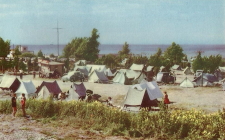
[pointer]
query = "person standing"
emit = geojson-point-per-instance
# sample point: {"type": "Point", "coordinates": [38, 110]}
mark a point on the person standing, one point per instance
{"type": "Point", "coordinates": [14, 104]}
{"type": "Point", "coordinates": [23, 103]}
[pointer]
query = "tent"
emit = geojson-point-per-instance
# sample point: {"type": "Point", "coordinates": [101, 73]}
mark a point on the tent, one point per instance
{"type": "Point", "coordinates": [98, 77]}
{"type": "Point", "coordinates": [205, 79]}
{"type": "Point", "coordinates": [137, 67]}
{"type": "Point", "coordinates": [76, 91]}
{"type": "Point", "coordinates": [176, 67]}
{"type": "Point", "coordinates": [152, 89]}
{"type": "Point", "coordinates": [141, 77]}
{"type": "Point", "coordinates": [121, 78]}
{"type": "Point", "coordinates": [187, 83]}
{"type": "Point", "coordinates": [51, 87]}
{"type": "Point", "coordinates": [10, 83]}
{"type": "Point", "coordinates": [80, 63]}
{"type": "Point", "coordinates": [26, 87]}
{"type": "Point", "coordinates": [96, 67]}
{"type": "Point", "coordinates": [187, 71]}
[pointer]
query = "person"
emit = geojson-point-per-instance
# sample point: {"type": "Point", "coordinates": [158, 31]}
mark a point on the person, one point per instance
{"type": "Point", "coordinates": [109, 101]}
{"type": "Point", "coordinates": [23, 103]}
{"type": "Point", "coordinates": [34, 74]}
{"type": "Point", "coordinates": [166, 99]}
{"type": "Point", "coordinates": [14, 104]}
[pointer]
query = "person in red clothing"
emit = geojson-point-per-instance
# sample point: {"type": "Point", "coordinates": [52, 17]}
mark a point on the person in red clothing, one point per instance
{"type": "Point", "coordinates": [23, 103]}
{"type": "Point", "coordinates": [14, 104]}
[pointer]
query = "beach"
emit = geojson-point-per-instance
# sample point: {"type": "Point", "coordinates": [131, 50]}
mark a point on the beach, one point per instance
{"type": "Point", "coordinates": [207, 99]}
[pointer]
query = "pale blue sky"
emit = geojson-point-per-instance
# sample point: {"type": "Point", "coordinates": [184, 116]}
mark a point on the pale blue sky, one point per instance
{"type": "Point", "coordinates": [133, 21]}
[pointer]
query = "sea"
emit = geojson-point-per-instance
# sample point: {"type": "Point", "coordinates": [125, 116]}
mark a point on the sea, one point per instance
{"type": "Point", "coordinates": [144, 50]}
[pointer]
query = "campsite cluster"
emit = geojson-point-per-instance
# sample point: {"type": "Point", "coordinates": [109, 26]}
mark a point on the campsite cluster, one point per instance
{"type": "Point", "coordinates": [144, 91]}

======

EXERCISE BRIEF → Reply with nothing but the number of lines in the entries above that hold the string "sample".

RESPONSE TO THIS EXERCISE → 8